[Pointing dataset records]
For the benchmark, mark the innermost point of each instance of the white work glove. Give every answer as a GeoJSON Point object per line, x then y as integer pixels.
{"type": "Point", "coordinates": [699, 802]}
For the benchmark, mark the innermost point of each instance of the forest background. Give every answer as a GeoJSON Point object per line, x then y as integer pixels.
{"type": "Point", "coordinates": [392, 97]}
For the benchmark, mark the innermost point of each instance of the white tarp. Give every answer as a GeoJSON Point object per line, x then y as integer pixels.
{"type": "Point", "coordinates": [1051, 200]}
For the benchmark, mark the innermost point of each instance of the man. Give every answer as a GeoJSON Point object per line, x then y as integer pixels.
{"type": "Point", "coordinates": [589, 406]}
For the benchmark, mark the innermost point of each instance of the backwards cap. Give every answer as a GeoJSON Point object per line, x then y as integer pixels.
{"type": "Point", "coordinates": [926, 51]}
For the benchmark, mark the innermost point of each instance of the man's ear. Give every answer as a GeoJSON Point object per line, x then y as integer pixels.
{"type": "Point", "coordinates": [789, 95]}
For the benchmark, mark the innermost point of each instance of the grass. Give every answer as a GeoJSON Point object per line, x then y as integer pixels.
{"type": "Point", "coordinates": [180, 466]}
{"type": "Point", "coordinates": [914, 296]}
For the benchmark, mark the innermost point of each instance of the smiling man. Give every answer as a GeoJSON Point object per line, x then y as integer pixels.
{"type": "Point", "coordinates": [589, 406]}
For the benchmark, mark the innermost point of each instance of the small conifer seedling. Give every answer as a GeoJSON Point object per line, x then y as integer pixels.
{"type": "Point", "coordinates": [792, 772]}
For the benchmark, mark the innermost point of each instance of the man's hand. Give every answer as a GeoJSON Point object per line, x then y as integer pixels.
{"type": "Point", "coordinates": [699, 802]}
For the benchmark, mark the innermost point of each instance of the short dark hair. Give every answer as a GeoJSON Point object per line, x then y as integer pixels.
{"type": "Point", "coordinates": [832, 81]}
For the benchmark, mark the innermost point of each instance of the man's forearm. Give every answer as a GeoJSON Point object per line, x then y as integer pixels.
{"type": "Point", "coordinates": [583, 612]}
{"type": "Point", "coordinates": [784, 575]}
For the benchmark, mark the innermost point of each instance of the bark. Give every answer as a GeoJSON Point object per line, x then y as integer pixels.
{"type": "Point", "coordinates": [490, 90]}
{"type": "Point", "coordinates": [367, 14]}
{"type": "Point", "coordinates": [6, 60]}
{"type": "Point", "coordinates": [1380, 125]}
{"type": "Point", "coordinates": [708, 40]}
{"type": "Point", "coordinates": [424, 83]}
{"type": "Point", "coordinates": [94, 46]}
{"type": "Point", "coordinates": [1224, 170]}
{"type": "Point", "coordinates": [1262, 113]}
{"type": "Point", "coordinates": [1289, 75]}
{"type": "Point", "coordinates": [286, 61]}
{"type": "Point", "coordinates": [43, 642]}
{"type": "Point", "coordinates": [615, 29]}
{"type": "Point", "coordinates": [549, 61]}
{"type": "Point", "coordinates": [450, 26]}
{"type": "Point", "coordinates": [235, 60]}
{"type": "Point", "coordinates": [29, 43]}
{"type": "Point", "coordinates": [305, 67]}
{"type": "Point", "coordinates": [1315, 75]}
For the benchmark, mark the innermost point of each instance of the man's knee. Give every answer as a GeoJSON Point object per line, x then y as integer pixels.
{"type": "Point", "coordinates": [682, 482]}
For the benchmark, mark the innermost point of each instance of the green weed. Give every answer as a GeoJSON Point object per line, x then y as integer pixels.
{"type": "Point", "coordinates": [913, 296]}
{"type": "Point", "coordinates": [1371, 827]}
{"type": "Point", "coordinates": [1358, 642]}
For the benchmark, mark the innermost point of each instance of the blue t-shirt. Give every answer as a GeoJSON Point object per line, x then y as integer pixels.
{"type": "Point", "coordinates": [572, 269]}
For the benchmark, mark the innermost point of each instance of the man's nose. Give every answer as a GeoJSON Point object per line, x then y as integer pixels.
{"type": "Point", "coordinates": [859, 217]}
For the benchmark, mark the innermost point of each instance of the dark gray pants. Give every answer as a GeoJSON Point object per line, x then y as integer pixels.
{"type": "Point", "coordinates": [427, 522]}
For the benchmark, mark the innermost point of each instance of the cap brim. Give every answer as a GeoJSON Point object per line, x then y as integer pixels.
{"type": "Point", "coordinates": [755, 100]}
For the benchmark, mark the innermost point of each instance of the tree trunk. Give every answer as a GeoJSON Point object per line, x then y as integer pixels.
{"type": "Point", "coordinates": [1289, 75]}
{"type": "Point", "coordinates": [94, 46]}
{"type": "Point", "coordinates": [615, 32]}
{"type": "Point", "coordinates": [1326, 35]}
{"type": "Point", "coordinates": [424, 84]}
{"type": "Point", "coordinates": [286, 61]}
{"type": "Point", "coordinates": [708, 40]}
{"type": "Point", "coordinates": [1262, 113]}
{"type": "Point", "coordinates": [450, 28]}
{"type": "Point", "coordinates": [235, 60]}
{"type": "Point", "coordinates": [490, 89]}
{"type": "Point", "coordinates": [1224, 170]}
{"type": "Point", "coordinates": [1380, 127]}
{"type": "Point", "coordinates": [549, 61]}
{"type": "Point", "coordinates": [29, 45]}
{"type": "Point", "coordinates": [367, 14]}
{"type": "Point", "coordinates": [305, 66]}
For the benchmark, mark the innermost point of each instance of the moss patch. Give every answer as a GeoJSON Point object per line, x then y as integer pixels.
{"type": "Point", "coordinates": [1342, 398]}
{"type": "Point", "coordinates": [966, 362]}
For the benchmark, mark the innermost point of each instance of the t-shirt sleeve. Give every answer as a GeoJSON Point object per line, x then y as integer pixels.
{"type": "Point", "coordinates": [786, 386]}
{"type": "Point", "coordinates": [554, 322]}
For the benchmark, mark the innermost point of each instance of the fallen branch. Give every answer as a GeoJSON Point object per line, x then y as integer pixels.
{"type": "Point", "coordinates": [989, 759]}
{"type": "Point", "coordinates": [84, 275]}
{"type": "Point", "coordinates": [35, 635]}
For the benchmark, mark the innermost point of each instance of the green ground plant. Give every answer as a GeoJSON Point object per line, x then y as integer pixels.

- [What the task requires] Write out exactly the lines of the entries above that run from the line containing "of the t-shirt" through the last line, including both.

- [Answer to the problem]
For the benchmark, mark the innermost point of each instance of the t-shirt sleeve. Give every answer as a GeoJSON Point object per line, x then y as integer pixels.
{"type": "Point", "coordinates": [786, 386]}
{"type": "Point", "coordinates": [554, 322]}
For the benchmark, mark the innermost point of each instance of the fallen branch. Give every answer as a GeoJSON Point object per line, x then y as integer pixels.
{"type": "Point", "coordinates": [989, 759]}
{"type": "Point", "coordinates": [84, 275]}
{"type": "Point", "coordinates": [35, 635]}
For the benchmark, mark the innermost point of each instance of the green ground plant. Give every answer as a GeoJSON Point object per line, x then y as integer pixels.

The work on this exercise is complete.